__Directions__.
Write every record out again exactly as shown below.

__Extracted information__.
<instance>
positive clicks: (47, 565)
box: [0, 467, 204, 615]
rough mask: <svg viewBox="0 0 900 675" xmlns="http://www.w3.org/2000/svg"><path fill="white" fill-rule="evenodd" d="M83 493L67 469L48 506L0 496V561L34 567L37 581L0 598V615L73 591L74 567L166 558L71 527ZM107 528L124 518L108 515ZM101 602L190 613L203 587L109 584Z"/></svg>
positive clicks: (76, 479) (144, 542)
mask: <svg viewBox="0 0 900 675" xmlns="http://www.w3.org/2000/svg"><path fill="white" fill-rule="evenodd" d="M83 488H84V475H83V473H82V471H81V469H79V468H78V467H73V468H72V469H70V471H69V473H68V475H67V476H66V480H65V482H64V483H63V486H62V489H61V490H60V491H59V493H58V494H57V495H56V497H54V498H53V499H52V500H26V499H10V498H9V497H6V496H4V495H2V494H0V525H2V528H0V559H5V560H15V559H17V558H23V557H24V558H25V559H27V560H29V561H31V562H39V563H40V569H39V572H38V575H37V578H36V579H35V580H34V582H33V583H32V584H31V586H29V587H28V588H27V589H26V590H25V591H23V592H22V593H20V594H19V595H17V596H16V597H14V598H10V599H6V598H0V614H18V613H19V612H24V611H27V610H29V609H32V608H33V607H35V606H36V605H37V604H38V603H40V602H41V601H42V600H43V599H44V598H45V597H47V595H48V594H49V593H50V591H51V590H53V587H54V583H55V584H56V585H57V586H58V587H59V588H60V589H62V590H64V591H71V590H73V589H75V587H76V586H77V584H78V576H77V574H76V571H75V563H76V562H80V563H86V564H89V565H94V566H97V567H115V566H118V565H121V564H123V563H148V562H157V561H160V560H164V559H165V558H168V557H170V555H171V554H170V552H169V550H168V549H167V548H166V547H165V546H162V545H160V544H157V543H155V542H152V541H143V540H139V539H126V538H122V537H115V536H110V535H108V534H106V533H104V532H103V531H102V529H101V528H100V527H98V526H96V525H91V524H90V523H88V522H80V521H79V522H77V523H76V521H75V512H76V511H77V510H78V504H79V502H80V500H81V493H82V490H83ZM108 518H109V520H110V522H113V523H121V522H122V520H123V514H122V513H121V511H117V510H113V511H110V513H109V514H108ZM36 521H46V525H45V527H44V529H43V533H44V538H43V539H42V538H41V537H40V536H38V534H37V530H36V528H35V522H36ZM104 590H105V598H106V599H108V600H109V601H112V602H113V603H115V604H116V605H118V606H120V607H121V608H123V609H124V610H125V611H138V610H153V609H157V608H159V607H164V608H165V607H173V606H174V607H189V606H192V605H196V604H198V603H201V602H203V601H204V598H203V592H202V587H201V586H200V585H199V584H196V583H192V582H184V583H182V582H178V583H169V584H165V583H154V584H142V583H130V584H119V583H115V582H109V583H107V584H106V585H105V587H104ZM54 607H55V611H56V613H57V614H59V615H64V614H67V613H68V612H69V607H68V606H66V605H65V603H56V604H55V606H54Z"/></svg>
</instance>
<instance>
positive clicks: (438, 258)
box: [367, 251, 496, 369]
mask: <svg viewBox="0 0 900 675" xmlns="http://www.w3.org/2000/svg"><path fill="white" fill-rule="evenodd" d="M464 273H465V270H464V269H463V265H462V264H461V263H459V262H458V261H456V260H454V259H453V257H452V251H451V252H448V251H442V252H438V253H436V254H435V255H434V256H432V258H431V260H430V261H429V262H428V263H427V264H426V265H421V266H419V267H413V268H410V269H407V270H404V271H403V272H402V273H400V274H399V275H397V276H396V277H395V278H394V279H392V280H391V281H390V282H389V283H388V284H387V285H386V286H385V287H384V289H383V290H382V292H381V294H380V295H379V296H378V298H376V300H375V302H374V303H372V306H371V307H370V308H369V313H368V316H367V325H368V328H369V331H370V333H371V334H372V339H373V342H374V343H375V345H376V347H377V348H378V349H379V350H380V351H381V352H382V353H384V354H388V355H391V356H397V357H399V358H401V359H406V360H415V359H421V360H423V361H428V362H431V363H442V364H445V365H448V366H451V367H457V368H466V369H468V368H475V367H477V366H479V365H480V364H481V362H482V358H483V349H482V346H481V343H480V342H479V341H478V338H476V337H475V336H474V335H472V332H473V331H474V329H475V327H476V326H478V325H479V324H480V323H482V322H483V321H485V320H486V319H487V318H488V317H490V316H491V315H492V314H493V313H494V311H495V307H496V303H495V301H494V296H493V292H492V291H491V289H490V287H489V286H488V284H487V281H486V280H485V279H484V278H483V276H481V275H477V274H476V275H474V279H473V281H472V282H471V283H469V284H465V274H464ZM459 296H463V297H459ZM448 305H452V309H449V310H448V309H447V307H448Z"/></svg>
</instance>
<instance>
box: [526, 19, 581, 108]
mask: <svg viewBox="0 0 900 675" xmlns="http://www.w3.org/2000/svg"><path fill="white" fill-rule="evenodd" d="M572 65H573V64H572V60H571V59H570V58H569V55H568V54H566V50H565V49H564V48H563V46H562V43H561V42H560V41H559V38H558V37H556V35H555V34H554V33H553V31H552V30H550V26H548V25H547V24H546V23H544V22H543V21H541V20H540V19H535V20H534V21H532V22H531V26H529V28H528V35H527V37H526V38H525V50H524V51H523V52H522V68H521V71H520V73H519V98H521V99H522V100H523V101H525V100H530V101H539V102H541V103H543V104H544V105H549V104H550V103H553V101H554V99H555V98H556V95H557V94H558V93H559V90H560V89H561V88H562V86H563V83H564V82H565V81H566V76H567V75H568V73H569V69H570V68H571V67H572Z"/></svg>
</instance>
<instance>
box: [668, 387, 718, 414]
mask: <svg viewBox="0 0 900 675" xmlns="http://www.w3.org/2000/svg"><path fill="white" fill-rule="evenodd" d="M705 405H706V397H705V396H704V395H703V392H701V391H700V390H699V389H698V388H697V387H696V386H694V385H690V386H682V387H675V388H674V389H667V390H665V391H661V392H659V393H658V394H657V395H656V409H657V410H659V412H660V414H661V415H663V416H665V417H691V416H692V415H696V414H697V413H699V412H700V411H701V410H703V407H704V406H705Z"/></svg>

__Response below__.
<instance>
positive clicks: (47, 565)
box: [0, 467, 204, 615]
rough mask: <svg viewBox="0 0 900 675" xmlns="http://www.w3.org/2000/svg"><path fill="white" fill-rule="evenodd" d="M83 493L67 469L48 506L0 496V561L34 567L37 581L0 598V615L73 591L74 567L166 558L71 527ZM107 528L124 518L108 515ZM101 602L190 613L203 587L109 584Z"/></svg>
positive clicks: (76, 479) (144, 542)
mask: <svg viewBox="0 0 900 675" xmlns="http://www.w3.org/2000/svg"><path fill="white" fill-rule="evenodd" d="M83 488H84V475H83V473H82V471H81V469H79V468H78V467H73V468H72V469H70V471H69V473H68V475H67V476H66V480H65V482H64V483H63V486H62V489H61V490H60V491H59V493H58V494H57V495H56V497H54V498H53V499H52V500H26V499H10V498H9V497H6V496H4V495H2V494H0V525H2V528H0V559H5V560H15V559H17V558H23V557H24V558H25V559H27V560H29V561H31V562H39V563H40V569H39V572H38V575H37V578H36V579H35V580H34V582H33V583H32V584H31V586H29V587H28V588H27V589H26V590H25V591H23V592H22V593H20V594H19V595H17V596H16V597H14V598H10V599H6V598H0V614H18V613H19V612H24V611H27V610H29V609H32V608H33V607H35V606H36V605H37V604H38V603H40V602H41V601H42V600H43V599H44V598H45V597H47V595H48V594H49V593H50V591H51V590H53V587H54V583H55V584H56V585H57V586H58V587H59V588H60V589H62V590H64V591H71V590H73V589H75V587H76V586H77V584H78V576H77V574H76V571H75V563H76V562H80V563H86V564H89V565H94V566H97V567H115V566H118V565H121V564H123V563H148V562H157V561H160V560H164V559H165V558H168V557H170V555H171V554H170V552H169V550H168V549H167V548H166V547H165V546H162V545H160V544H157V543H155V542H152V541H143V540H139V539H126V538H122V537H115V536H110V535H108V534H106V533H104V532H103V531H102V529H101V528H100V527H98V526H96V525H91V524H90V523H88V522H80V521H79V522H77V523H76V521H75V512H76V511H77V510H78V504H79V502H80V500H81V493H82V490H83ZM108 518H109V520H110V522H113V523H121V522H122V520H123V514H122V513H121V511H117V510H113V511H110V513H109V514H108ZM36 521H46V525H45V527H44V529H43V533H44V538H43V539H42V538H41V537H40V536H38V534H37V530H36V528H35V522H36ZM104 590H105V598H106V599H108V600H109V601H112V602H113V603H115V604H116V605H118V606H120V607H121V608H123V609H124V610H125V611H138V610H153V609H157V608H159V607H164V608H165V607H173V606H174V607H189V606H192V605H196V604H198V603H201V602H203V601H204V598H203V592H202V587H201V586H200V585H199V584H196V583H192V582H184V583H182V582H178V583H169V584H165V583H154V584H142V583H130V584H119V583H115V582H109V583H107V584H106V585H105V587H104ZM54 607H55V611H56V613H57V614H59V615H64V614H67V613H68V612H69V607H68V606H66V605H65V603H56V604H55V606H54Z"/></svg>
</instance>
<instance>
positive clicks: (438, 258)
box: [367, 251, 496, 369]
mask: <svg viewBox="0 0 900 675" xmlns="http://www.w3.org/2000/svg"><path fill="white" fill-rule="evenodd" d="M464 273H465V270H464V269H463V265H462V264H461V263H459V262H458V261H456V260H454V259H453V257H452V251H451V252H448V251H442V252H438V253H436V254H435V255H434V256H432V258H431V260H430V261H429V262H428V263H427V264H426V265H421V266H419V267H413V268H410V269H407V270H404V271H403V272H402V273H400V274H399V275H397V276H396V277H395V278H394V279H392V280H391V281H390V282H389V283H388V284H387V285H386V286H385V287H384V289H383V290H382V292H381V294H380V295H379V296H378V298H376V300H375V302H374V303H372V306H371V307H370V308H369V313H368V316H367V325H368V328H369V331H370V333H371V334H372V339H373V342H374V343H375V345H376V347H377V348H378V349H379V350H380V351H381V352H382V353H384V354H388V355H391V356H397V357H399V358H401V359H406V360H415V359H421V360H423V361H428V362H431V363H442V364H445V365H448V366H451V367H457V368H466V369H468V368H475V367H477V366H479V365H480V364H481V362H482V358H483V349H482V346H481V343H480V342H479V341H478V338H476V337H475V336H474V335H472V332H473V331H474V329H475V327H476V326H478V325H479V324H480V323H482V322H483V321H485V320H486V319H487V318H488V317H490V316H491V315H492V314H493V313H494V311H495V307H496V303H495V301H494V296H493V292H492V291H491V289H490V287H489V286H488V284H487V281H486V280H485V279H484V278H483V276H481V275H477V274H476V275H474V279H473V281H472V282H471V283H469V284H465V274H464ZM459 296H463V297H459ZM448 305H452V309H449V310H448V309H447V307H448Z"/></svg>
</instance>
<instance>
box: [526, 19, 581, 108]
mask: <svg viewBox="0 0 900 675" xmlns="http://www.w3.org/2000/svg"><path fill="white" fill-rule="evenodd" d="M572 65H573V64H572V60H571V59H570V58H569V55H568V54H566V50H565V49H564V48H563V46H562V43H561V42H560V41H559V38H558V37H556V35H555V34H554V33H553V31H552V30H550V26H548V25H547V24H546V23H544V22H543V21H541V20H540V19H535V20H534V21H532V22H531V26H529V28H528V35H527V37H526V38H525V50H524V51H523V52H522V68H521V71H520V73H519V98H521V99H522V100H523V101H525V100H530V101H539V102H541V103H543V104H544V105H549V104H550V103H553V101H554V99H555V98H556V95H557V94H558V93H559V90H560V89H561V88H562V86H563V83H564V82H565V81H566V76H567V75H568V73H569V69H570V68H571V67H572Z"/></svg>
</instance>
<instance>
box: [668, 387, 718, 414]
mask: <svg viewBox="0 0 900 675" xmlns="http://www.w3.org/2000/svg"><path fill="white" fill-rule="evenodd" d="M705 405H706V397H705V396H704V395H703V392H701V391H700V390H699V389H698V388H697V387H696V386H694V385H690V386H682V387H675V388H674V389H667V390H665V391H661V392H659V393H658V394H657V395H656V409H657V410H659V412H660V414H661V415H663V416H665V417H691V416H692V415H696V414H697V413H699V412H700V411H701V410H703V407H704V406H705Z"/></svg>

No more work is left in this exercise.